Directions: Every entry below must appear again, exactly as written.

::: Entries supplied :::

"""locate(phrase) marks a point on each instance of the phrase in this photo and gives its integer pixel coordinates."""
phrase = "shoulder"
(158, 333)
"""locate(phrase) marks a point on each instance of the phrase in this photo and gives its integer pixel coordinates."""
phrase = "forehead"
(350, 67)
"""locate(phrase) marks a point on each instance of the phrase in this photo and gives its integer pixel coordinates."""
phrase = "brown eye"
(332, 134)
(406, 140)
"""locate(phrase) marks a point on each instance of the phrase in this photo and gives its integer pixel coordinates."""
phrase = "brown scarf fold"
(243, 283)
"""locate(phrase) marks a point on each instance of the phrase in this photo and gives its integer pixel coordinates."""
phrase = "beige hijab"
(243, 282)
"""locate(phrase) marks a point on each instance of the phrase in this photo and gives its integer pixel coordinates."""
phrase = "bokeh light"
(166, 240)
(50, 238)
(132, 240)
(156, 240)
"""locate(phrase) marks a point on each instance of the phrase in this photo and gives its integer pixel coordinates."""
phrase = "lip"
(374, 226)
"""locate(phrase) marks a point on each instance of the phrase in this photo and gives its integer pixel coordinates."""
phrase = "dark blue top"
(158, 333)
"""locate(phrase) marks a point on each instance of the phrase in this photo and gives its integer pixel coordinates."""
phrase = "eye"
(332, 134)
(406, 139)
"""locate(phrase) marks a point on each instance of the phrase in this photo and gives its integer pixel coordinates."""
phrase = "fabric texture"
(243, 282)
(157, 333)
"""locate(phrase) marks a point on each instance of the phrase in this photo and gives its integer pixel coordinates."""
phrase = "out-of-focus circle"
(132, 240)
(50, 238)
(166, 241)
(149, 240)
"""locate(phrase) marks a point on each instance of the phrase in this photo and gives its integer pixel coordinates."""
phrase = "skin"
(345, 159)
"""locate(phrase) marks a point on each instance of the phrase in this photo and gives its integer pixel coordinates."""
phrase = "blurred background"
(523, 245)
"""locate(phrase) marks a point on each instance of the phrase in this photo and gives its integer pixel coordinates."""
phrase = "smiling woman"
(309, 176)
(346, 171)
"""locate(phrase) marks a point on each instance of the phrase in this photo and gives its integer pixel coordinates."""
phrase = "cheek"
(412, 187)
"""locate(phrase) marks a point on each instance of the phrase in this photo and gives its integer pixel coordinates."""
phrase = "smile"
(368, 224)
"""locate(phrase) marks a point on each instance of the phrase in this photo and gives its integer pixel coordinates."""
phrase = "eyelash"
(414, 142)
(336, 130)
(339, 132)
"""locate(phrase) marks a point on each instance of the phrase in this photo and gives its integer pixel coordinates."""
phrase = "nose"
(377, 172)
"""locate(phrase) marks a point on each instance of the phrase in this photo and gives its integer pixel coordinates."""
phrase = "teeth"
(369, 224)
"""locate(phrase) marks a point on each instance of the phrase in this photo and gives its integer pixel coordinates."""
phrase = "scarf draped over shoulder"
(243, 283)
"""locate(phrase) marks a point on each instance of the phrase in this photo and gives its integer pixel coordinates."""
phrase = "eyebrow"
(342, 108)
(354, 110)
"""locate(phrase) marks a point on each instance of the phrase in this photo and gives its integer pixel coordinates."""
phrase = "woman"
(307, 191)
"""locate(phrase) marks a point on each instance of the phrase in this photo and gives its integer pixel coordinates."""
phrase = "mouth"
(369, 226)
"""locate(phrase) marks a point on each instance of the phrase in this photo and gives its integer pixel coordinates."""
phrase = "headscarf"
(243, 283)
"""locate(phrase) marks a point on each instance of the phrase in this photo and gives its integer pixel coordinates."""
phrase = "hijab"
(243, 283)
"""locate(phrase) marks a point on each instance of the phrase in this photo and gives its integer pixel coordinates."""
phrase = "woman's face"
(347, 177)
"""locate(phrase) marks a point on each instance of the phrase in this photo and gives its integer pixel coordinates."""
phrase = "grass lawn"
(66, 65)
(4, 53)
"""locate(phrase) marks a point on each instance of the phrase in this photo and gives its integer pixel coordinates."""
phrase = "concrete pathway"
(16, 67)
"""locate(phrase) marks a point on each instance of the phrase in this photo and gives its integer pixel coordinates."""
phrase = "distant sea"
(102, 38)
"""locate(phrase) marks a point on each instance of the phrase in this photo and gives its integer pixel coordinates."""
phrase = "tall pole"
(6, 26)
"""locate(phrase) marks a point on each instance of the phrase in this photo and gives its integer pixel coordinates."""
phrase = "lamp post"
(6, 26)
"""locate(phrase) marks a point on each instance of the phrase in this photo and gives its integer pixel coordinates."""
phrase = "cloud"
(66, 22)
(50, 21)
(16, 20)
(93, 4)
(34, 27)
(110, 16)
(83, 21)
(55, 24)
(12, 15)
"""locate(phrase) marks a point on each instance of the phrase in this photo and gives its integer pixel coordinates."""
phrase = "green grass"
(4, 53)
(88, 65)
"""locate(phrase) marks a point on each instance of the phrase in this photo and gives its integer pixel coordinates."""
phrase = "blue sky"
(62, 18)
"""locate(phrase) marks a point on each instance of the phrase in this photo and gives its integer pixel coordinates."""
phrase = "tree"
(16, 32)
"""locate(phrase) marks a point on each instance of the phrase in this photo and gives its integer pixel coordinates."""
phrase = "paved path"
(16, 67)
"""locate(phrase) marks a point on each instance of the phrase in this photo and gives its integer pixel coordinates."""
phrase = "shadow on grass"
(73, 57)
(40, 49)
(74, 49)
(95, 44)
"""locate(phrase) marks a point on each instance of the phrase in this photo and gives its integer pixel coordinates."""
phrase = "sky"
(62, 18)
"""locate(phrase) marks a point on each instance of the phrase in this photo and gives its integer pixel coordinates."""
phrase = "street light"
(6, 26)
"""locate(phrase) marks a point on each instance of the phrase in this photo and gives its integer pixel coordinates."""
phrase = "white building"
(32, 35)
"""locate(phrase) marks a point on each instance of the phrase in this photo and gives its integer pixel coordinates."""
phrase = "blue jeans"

:::

Solved exercise:
"""locate(phrase) marks a point on each instance of the phrase in this photo and gives its integer pixel coordinates."""
phrase = "shoulder"
(158, 333)
"""locate(phrase) marks a point on each instance of the phrase in this photo and gives its integer pixel coordinates."""
phrase = "forehead"
(350, 67)
"""locate(phrase) marks a point on each instance of the phrase in this photo and gives its integer pixel coordinates."""
phrase = "brown eye"
(332, 134)
(406, 140)
"""locate(phrase) marks a point on each instance of the phrase in this photo and gives its integer pixel coordinates."""
phrase = "brown scarf fold"
(243, 283)
"""locate(phrase) marks a point on each instance of the phrase in this photo and gives its integer pixel coordinates."""
phrase = "beige hijab"
(243, 282)
"""locate(phrase) marks a point on each instance of the phrase in this photo and gives its integer pixel coordinates."""
phrase = "bokeh light"
(166, 240)
(50, 238)
(132, 240)
(156, 240)
"""locate(phrase) marks a point on each instance of the phrase in this photo and gives its integer pixel coordinates."""
phrase = "lip"
(374, 226)
"""locate(phrase) marks a point on each instance of the phrase in this photo and gives its integer pixel coordinates."""
phrase = "dark blue top"
(158, 333)
"""locate(phrase) marks a point on each instance of the phrase in this photo and gives its integer pixel coordinates."""
phrase = "eye"
(332, 134)
(406, 139)
"""locate(phrase) marks a point on each instance of the phrase in this photo and gives its integer pixel coordinates."""
phrase = "fabric texture"
(243, 282)
(157, 333)
"""locate(phrase) marks a point on each instance of the phrase in this photo and gives its integer pixel coordinates."""
phrase = "out-of-focus circle"
(132, 240)
(50, 238)
(166, 241)
(149, 240)
"""locate(phrase) marks a point on each instance of the phrase in this photo and gives its integer pixel coordinates."""
phrase = "skin"
(345, 159)
"""locate(phrase) marks a point on each instance of the phrase in this photo and gives its integer pixel coordinates."""
phrase = "blurred background"
(523, 245)
"""locate(phrase) marks a point on each instance of the phrase in this photo and gives its integer pixel coordinates."""
phrase = "smiling woman"
(309, 176)
(346, 171)
"""locate(phrase) marks a point on each instance of the phrase in this photo and gives its integer pixel coordinates."""
phrase = "cheek"
(412, 187)
"""locate(phrase) marks a point on each instance of the phrase in this photo and gives its integer pixel coordinates."""
phrase = "smile"
(368, 224)
"""locate(phrase) marks a point on each instance of the phrase in this photo and gives its integer pixel coordinates."""
phrase = "eyelash"
(414, 142)
(336, 130)
(339, 132)
"""locate(phrase) marks a point on each instance of the phrase in this photo and gives its integer pixel coordinates."""
phrase = "nose"
(377, 172)
"""locate(phrase) marks a point on each instance of the phrase in this photo and gives its integer pixel coordinates."""
phrase = "teeth"
(369, 224)
"""locate(phrase) marks a point on each instance of the phrase in this photo and gives its integer pixel coordinates."""
phrase = "scarf draped over shoulder"
(243, 283)
"""locate(phrase) marks a point on each instance of the phrase in this photo and gives its integer pixel coordinates."""
phrase = "eyebrow"
(342, 108)
(354, 110)
"""locate(phrase) marks a point on each instance of the phrase in this photo and gives its integer pixel coordinates."""
phrase = "woman"
(307, 191)
"""locate(phrase) marks a point on each instance of the phrase in this photo and gives its integer pixel coordinates."""
phrase = "mouth"
(369, 226)
"""locate(phrase) marks a point on each instance of the phrase in this photo and gives its integer pixel coordinates."""
phrase = "headscarf"
(243, 283)
"""locate(phrase) marks a point on each instance of the phrase in this photo and gives its integer pixel coordinates."""
phrase = "hijab"
(243, 283)
"""locate(phrase) marks a point on each instance of the phrase in this photo and gives its integer pixel coordinates."""
phrase = "woman's face"
(347, 177)
"""locate(phrase) marks a point on each instance of the phrase in this photo and gives its integer pixel coordinates."""
phrase = "grass lawn"
(66, 65)
(4, 53)
"""locate(phrase) marks a point on each instance of the phrase in this photo and gives its integer pixel coordinates."""
phrase = "concrete pathway"
(16, 67)
"""locate(phrase) marks a point on each instance of the phrase in this photo and gives its integer pixel coordinates."""
phrase = "distant sea"
(102, 38)
"""locate(phrase) marks a point on each instance of the phrase in this photo and gives its integer pixel coordinates."""
phrase = "tall pole"
(6, 26)
"""locate(phrase) marks a point on each instance of the phrase in this photo and gives its integer pixel coordinates."""
phrase = "lamp post"
(6, 26)
"""locate(phrase) marks a point on each instance of the phrase in this photo and gives its integer pixel coordinates."""
phrase = "cloud"
(66, 22)
(50, 21)
(16, 20)
(93, 4)
(34, 27)
(110, 16)
(83, 21)
(55, 24)
(12, 15)
"""locate(phrase) marks a point on each instance of the phrase in this photo and gives its integer pixel coordinates."""
phrase = "green grass"
(4, 53)
(88, 65)
"""locate(phrase) marks a point on each instance of the phrase in this photo and gives its integer pixel coordinates."""
phrase = "blue sky"
(62, 18)
"""locate(phrase) marks a point on each instance of the phrase in this photo and gives its integer pixel coordinates."""
phrase = "tree"
(16, 32)
"""locate(phrase) marks a point on each instance of the phrase in this photo and gives its integer pixel coordinates."""
phrase = "paved path"
(16, 67)
"""locate(phrase) marks a point on each instance of the phrase in this photo and gives its integer pixel coordinates."""
phrase = "shadow on grass"
(73, 57)
(40, 49)
(74, 49)
(95, 44)
"""locate(phrase) marks a point on each instance of the phrase in this photo and gives its integer pixel coordinates."""
phrase = "sky"
(62, 18)
"""locate(phrase) marks a point on each instance of the phrase in this photo and gives its integer pixel coordinates."""
phrase = "street light"
(6, 26)
"""locate(phrase) marks a point on each instance of the phrase in this photo and gives its integer pixel coordinates."""
phrase = "white building"
(32, 35)
"""locate(phrase) marks a point on each instance of the phrase in this photo and gives its integer pixel coordinates."""
phrase = "blue jeans"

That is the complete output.